• DATA RECORDS:
■ ■ ■ ■ ■ ■ ■
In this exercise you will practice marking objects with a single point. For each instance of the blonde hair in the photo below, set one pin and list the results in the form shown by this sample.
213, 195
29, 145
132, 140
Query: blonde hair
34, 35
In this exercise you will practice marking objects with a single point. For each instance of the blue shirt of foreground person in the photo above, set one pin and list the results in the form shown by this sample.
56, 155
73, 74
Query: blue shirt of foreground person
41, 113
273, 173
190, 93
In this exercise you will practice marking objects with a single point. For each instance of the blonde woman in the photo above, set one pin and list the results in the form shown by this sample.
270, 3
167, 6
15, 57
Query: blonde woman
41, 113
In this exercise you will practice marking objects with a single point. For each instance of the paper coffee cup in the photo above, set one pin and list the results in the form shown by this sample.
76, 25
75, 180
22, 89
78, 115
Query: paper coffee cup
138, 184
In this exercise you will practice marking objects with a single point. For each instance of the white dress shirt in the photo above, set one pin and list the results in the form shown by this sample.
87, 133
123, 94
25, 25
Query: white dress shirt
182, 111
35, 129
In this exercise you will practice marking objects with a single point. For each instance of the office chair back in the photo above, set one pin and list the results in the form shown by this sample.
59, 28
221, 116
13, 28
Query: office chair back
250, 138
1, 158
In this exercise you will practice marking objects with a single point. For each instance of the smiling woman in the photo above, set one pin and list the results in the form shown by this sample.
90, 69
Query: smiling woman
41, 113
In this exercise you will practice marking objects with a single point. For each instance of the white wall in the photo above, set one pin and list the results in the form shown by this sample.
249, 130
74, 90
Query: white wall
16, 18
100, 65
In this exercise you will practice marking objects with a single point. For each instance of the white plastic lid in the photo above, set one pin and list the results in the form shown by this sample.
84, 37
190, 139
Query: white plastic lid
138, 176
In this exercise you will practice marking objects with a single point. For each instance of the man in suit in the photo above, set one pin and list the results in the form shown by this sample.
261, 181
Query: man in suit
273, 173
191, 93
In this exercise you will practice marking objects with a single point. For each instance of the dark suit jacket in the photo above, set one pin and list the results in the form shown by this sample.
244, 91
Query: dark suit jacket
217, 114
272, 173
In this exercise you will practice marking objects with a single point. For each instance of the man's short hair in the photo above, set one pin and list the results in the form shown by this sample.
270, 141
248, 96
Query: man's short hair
■ ■ ■ ■ ■ ■ ■
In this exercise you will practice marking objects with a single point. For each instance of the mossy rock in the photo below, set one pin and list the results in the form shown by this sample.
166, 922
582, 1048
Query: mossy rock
■ ■ ■ ■ ■ ■ ■
• EXERCISE OBJECTIVE: Update the stretch of records from the line containing "suit in the" through the line containing "Query: man's short hair": change "set one pin" to "place one pin" and keep everything else the same. Return only those lines.

• PROBLEM SOLUTION:
In this exercise you will practice marking objects with a single point. For each instance of the man in suit in the photo above, place one pin and list the results in the form shown by this sample.
261, 181
Query: man in suit
273, 173
191, 93
In this exercise you will practice marking objects with a single point. For each instance of the dark suit jacket in the photo above, place one pin and list the results in the form shown by this sample.
244, 91
Query: dark suit jacket
217, 114
272, 173
In this exercise you will practice marking objects with a single point. For each instance of the man's short hair in the photo above, place one pin and list the results in the form shown by this sample.
270, 141
248, 96
Query: man's short hair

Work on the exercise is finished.